-- start of Material shown --

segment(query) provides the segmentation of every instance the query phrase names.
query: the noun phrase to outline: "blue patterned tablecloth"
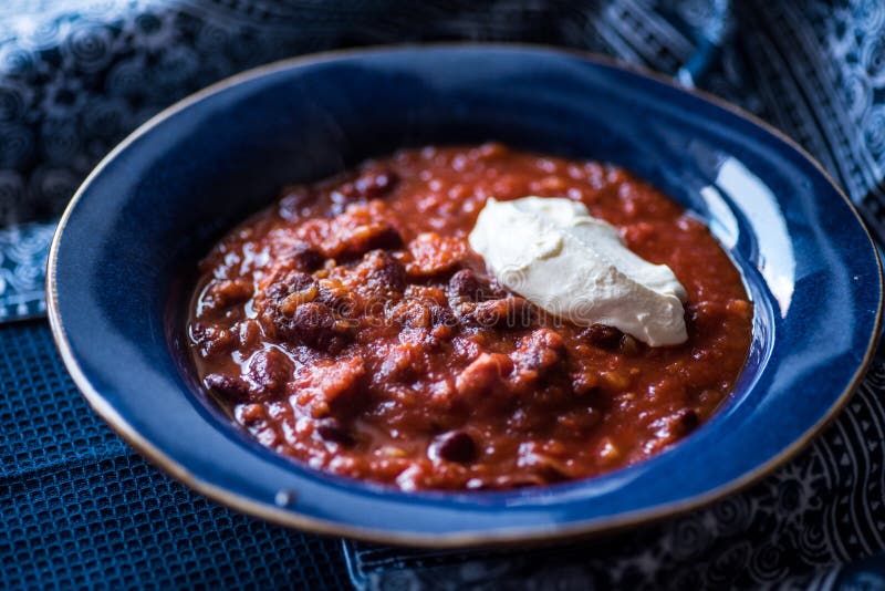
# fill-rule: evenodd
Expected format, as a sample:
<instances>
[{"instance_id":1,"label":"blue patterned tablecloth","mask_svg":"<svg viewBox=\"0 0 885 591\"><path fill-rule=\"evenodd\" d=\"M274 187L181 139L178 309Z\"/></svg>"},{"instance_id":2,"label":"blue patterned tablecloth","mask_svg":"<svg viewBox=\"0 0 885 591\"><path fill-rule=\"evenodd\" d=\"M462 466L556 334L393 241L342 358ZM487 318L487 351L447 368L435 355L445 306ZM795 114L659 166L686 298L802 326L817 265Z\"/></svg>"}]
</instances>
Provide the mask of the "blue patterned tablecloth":
<instances>
[{"instance_id":1,"label":"blue patterned tablecloth","mask_svg":"<svg viewBox=\"0 0 885 591\"><path fill-rule=\"evenodd\" d=\"M54 221L126 133L222 76L337 46L590 49L768 120L885 237L877 0L6 0L0 321L44 312ZM404 551L287 531L186 490L76 393L42 320L0 326L0 587L885 589L885 359L796 459L707 509L532 551ZM801 393L798 393L800 397ZM863 587L866 585L866 587Z\"/></svg>"}]
</instances>

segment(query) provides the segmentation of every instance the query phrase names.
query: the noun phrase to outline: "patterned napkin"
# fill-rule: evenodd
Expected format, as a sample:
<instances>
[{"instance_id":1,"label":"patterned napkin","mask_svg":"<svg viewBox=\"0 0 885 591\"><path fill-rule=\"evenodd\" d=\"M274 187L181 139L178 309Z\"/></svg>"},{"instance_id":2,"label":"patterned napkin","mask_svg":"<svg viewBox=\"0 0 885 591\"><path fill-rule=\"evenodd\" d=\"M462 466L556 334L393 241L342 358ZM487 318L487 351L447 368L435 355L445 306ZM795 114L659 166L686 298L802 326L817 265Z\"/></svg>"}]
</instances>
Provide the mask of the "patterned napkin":
<instances>
[{"instance_id":1,"label":"patterned napkin","mask_svg":"<svg viewBox=\"0 0 885 591\"><path fill-rule=\"evenodd\" d=\"M875 0L6 0L0 321L44 311L45 253L65 203L111 147L174 100L292 54L454 39L589 49L714 92L801 143L885 237L885 6ZM881 563L836 566L885 549L883 394L879 360L814 445L708 509L613 539L504 554L345 542L353 581L373 589L868 583ZM156 494L152 486L139 495Z\"/></svg>"}]
</instances>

-- end of Material shown --

Transcribe every entry word for word, but skip the pictures.

▸ Output below
segment(query) provides the segmentation of every instance the query phrase names.
query: the noun phrase to outline: "blue patterned tablecloth"
# fill-rule: evenodd
Expected format, as a sample:
<instances>
[{"instance_id":1,"label":"blue patterned tablecloth","mask_svg":"<svg viewBox=\"0 0 885 591\"><path fill-rule=\"evenodd\" d=\"M274 187L181 139L178 309Z\"/></svg>"},{"instance_id":2,"label":"blue patterned tablecloth","mask_svg":"<svg viewBox=\"0 0 885 591\"><path fill-rule=\"evenodd\" d=\"M462 466L556 334L393 241L342 358ZM487 318L487 351L447 368L435 355L445 306ZM795 114L659 166L686 298L802 326L817 265Z\"/></svg>"}]
</instances>
Provide the mask of the "blue patterned tablecloth":
<instances>
[{"instance_id":1,"label":"blue patterned tablecloth","mask_svg":"<svg viewBox=\"0 0 885 591\"><path fill-rule=\"evenodd\" d=\"M54 221L126 133L222 76L337 46L590 49L768 120L885 237L877 0L6 0L0 321L44 312ZM404 551L287 531L186 490L76 393L42 320L0 326L0 587L885 589L885 359L796 459L707 509L532 551ZM801 393L798 393L800 397ZM863 587L866 585L866 587Z\"/></svg>"}]
</instances>

segment(query) provides the segmentation of every instance the query phrase names.
query: the noun phrase to outline: "patterned napkin"
# fill-rule: evenodd
Expected format, as a sample:
<instances>
[{"instance_id":1,"label":"patterned napkin","mask_svg":"<svg viewBox=\"0 0 885 591\"><path fill-rule=\"evenodd\" d=\"M274 187L181 139L178 309Z\"/></svg>"},{"instance_id":2,"label":"patterned napkin","mask_svg":"<svg viewBox=\"0 0 885 591\"><path fill-rule=\"evenodd\" d=\"M462 466L556 334L393 241L342 358ZM487 318L487 351L447 368L435 355L445 306ZM795 114L659 166L686 298L802 326L817 265Z\"/></svg>"}]
</instances>
Provide the mask of the "patterned napkin":
<instances>
[{"instance_id":1,"label":"patterned napkin","mask_svg":"<svg viewBox=\"0 0 885 591\"><path fill-rule=\"evenodd\" d=\"M875 0L6 0L0 321L44 311L45 253L65 203L111 147L174 100L292 54L454 39L589 49L714 92L801 143L885 237L885 6ZM881 563L836 566L885 549L883 394L879 360L814 445L708 509L613 539L504 554L345 542L353 581L373 589L868 583ZM156 494L152 486L139 495Z\"/></svg>"}]
</instances>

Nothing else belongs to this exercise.